____ Supplied entries

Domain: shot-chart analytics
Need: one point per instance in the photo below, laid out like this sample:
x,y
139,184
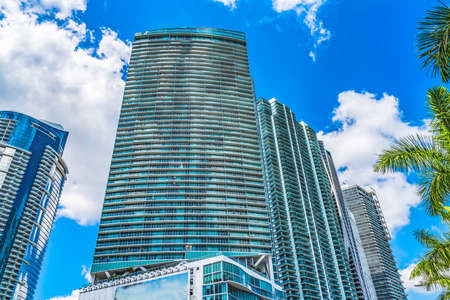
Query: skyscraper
x,y
359,267
308,246
32,174
375,238
186,179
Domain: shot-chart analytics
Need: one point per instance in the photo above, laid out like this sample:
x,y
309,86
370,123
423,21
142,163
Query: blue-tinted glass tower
x,y
32,174
185,179
374,235
308,245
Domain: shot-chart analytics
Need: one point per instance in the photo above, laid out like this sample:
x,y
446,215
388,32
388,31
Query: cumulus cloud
x,y
366,126
411,284
44,72
64,8
74,296
308,9
229,3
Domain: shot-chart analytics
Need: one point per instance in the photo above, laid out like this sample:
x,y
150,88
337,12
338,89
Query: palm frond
x,y
433,269
444,295
409,153
433,41
438,102
434,189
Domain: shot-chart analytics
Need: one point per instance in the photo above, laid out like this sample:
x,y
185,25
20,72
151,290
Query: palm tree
x,y
433,41
433,270
428,156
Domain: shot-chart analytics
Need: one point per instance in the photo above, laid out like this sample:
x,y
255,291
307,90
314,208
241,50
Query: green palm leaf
x,y
433,269
433,41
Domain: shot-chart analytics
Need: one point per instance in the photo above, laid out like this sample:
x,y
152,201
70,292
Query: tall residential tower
x,y
308,246
32,174
186,179
375,238
359,267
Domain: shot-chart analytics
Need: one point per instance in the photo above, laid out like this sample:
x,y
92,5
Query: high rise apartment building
x,y
185,180
308,248
358,263
375,237
32,174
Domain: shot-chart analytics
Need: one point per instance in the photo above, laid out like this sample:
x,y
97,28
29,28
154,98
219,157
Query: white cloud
x,y
368,125
411,284
45,73
73,296
308,9
64,7
230,3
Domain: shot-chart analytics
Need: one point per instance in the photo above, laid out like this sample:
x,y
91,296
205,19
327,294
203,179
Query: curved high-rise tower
x,y
32,174
185,178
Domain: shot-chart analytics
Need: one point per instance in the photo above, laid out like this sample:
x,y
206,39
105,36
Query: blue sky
x,y
347,68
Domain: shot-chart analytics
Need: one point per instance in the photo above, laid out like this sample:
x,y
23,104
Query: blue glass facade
x,y
185,180
308,246
32,175
374,235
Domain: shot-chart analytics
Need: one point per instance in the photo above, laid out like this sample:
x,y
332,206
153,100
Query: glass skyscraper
x,y
375,238
308,248
32,174
358,263
186,178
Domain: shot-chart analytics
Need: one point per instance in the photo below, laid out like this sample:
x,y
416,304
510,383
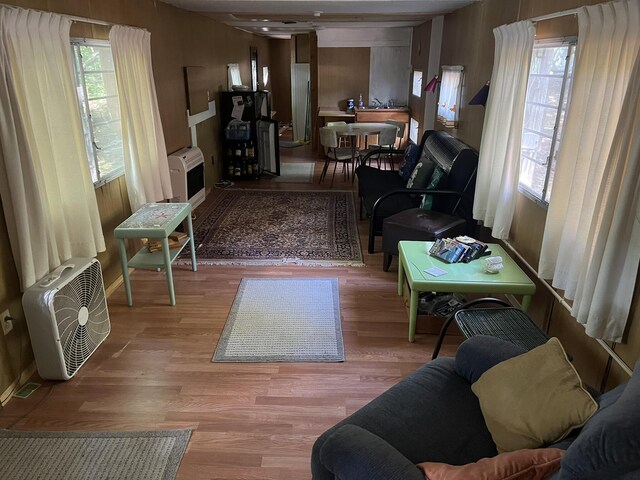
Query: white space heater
x,y
67,317
186,168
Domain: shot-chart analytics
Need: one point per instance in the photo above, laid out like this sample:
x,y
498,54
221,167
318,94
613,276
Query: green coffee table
x,y
460,277
155,220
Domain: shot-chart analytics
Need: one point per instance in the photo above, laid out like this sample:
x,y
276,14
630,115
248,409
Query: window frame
x,y
419,84
458,94
85,112
571,43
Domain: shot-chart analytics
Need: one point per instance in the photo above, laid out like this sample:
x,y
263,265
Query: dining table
x,y
360,129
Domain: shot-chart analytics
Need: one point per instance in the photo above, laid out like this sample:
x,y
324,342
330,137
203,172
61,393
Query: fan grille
x,y
82,298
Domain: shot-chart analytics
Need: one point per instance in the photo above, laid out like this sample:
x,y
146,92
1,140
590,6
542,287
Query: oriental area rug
x,y
271,227
153,455
283,320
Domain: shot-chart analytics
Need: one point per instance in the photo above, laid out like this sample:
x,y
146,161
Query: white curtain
x,y
145,155
47,195
590,245
499,157
450,90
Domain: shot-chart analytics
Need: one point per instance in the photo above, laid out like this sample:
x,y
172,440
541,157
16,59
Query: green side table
x,y
460,277
155,220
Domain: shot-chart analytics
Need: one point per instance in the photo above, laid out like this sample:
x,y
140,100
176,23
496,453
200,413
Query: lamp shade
x,y
480,98
432,85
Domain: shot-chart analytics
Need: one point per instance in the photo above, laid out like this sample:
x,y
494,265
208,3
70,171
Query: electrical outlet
x,y
7,321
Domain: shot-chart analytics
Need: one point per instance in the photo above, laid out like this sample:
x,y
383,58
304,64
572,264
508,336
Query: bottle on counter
x,y
237,161
252,160
229,160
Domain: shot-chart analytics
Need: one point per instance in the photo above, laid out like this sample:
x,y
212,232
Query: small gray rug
x,y
283,320
295,173
153,455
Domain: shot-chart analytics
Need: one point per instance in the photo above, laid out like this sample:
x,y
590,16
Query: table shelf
x,y
155,260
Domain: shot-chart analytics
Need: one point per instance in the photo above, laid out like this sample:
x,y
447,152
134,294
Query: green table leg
x,y
192,243
526,302
167,266
413,314
125,270
400,274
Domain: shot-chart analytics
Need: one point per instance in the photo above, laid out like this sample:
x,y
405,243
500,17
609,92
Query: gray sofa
x,y
432,415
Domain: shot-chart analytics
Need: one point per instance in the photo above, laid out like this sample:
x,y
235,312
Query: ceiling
x,y
283,18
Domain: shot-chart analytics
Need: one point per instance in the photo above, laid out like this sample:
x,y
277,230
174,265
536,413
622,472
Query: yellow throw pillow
x,y
533,399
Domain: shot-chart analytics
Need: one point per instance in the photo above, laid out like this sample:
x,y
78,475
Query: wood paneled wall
x,y
468,40
178,39
280,83
420,61
343,73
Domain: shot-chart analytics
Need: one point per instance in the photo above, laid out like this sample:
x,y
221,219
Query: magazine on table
x,y
452,250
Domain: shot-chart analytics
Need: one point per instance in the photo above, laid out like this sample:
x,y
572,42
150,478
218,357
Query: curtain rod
x,y
564,13
73,18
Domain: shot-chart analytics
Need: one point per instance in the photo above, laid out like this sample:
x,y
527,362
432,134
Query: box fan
x,y
67,317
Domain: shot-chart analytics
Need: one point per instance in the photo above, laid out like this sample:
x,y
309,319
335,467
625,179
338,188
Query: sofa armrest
x,y
411,191
353,453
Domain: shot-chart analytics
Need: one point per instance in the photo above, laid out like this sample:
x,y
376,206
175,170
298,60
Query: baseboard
x,y
11,389
116,284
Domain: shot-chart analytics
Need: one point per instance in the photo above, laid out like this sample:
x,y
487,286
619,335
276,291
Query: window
x,y
99,108
449,99
233,75
417,83
414,127
548,93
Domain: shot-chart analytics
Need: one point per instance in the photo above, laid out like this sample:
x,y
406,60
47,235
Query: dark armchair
x,y
385,193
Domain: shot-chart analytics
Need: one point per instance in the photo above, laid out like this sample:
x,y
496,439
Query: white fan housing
x,y
67,317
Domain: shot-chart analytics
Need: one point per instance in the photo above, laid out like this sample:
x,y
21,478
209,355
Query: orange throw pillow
x,y
531,464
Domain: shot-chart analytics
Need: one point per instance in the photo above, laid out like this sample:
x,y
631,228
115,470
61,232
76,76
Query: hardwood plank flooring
x,y
250,421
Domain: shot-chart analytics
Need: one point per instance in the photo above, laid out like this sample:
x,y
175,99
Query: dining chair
x,y
342,141
384,148
329,140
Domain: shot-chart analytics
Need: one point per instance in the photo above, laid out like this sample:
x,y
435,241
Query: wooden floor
x,y
249,421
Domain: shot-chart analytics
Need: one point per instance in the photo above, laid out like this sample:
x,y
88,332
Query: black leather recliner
x,y
387,201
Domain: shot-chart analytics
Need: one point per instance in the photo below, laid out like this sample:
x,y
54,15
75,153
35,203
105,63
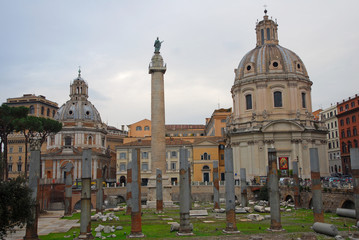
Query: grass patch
x,y
155,227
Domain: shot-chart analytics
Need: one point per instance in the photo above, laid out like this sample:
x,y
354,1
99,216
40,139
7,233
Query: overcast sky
x,y
43,43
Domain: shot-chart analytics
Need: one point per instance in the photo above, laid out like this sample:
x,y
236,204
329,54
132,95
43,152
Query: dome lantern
x,y
79,89
266,31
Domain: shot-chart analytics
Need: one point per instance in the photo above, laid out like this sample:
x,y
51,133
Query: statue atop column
x,y
157,45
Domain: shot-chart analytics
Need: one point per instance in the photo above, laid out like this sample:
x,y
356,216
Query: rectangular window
x,y
278,99
304,103
144,166
248,101
122,167
268,34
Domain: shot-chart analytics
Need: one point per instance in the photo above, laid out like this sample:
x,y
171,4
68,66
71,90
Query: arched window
x,y
205,167
277,99
304,103
68,141
344,147
249,101
32,109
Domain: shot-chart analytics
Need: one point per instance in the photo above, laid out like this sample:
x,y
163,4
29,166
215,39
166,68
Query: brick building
x,y
348,112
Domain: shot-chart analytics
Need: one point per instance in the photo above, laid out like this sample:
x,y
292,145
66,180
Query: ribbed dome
x,y
78,107
78,110
268,59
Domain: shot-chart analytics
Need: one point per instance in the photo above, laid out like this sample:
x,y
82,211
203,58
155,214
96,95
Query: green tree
x,y
7,117
15,204
29,126
48,126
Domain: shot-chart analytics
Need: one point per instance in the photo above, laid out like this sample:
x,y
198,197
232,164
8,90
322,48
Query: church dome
x,y
78,108
268,58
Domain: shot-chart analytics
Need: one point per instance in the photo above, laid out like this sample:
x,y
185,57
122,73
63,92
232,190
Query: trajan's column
x,y
157,70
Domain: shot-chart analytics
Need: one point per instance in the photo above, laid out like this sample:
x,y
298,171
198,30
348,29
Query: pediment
x,y
282,126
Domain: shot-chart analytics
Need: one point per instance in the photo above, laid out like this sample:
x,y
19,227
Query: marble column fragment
x,y
243,176
296,185
273,187
231,223
136,221
190,185
85,219
185,226
159,194
354,158
99,193
318,210
34,177
128,189
215,186
68,189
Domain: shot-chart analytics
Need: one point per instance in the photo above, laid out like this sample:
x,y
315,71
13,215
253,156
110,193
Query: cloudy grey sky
x,y
43,43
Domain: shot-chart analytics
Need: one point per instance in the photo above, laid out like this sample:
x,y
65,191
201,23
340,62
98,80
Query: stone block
x,y
198,213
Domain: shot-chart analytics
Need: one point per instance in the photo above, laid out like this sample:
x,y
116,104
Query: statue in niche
x,y
157,45
265,114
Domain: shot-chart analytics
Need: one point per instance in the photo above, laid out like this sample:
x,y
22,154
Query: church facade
x,y
272,108
82,129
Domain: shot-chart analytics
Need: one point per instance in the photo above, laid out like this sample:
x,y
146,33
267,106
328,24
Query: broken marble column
x,y
68,189
34,177
85,219
136,221
215,186
185,226
354,158
190,185
273,188
99,193
231,224
243,177
296,184
128,189
159,194
318,210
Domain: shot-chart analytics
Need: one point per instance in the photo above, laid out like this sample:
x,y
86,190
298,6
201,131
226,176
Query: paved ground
x,y
50,222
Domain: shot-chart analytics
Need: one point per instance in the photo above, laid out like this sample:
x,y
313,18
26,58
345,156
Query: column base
x,y
275,230
230,232
185,234
136,235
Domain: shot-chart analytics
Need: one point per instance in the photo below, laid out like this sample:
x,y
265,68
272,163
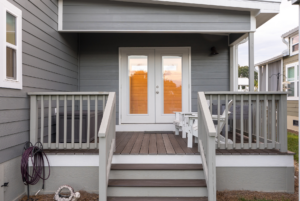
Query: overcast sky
x,y
267,38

________

§ **Aim**
Identify every line in the records above that contains the string "palm", treating uppercase and lowercase as different, and copy each such line.

§ **Answer in full**
Query: palm frond
Query: palm tree
Query: green palm leaf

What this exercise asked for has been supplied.